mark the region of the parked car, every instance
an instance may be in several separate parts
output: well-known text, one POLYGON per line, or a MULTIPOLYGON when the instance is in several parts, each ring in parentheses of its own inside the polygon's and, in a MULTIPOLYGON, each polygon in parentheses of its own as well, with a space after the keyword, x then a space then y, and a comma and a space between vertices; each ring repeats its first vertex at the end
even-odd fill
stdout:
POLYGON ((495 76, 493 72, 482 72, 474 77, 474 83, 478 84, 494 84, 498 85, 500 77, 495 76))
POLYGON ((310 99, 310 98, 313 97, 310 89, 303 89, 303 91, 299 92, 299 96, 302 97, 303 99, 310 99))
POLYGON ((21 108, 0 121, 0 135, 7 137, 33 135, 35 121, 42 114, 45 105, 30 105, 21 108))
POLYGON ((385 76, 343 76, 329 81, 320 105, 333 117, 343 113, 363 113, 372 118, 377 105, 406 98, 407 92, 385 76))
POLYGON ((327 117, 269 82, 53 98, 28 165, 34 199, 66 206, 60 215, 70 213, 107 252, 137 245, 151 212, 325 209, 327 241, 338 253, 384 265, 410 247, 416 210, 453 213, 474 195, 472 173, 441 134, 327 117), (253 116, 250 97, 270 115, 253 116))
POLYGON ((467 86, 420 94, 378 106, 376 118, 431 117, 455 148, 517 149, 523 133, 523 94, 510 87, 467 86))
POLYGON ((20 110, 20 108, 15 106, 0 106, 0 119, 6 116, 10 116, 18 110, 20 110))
= = =
EXERCISE DIRECTIONS. Please format every item above as a numbered list, leaving out any blank lines.

TASK RESPONSE.
1. mark the region of the parked car, every instance
2. an instance may be in several separate parts
3. output: well-known text, one POLYGON per line, or a MULTIPOLYGON when the instance is in several parts, each ring in parentheses of its own inside the polygon's and, in a MULTIPOLYGON, each polygon in parentheses of its own as well, with a space after the keyword, x then a space then y, and a comma and a space between vertices; each ring repeats its first vertex at the end
4. even-odd fill
5. stdout:
6. POLYGON ((495 76, 493 72, 482 72, 474 77, 474 83, 478 84, 494 84, 498 85, 500 77, 495 76))
7. POLYGON ((310 99, 310 98, 313 97, 310 89, 303 89, 303 91, 299 92, 299 96, 302 97, 303 99, 310 99))
8. POLYGON ((21 108, 0 121, 0 135, 7 137, 33 135, 35 121, 42 114, 45 105, 30 105, 21 108))
9. POLYGON ((385 76, 343 76, 329 81, 320 105, 333 117, 343 113, 363 113, 372 118, 377 105, 406 98, 407 92, 385 76))
10. POLYGON ((327 117, 269 82, 53 98, 28 165, 34 199, 66 206, 60 215, 70 213, 107 252, 137 245, 151 212, 325 209, 327 241, 338 253, 384 265, 410 247, 416 210, 453 213, 474 195, 472 173, 441 134, 327 117), (253 116, 250 97, 270 115, 253 116))
11. POLYGON ((467 86, 420 94, 378 106, 376 118, 431 117, 455 148, 517 149, 523 133, 523 94, 510 87, 467 86))
12. POLYGON ((20 110, 20 108, 15 106, 0 106, 0 119, 6 116, 10 116, 18 110, 20 110))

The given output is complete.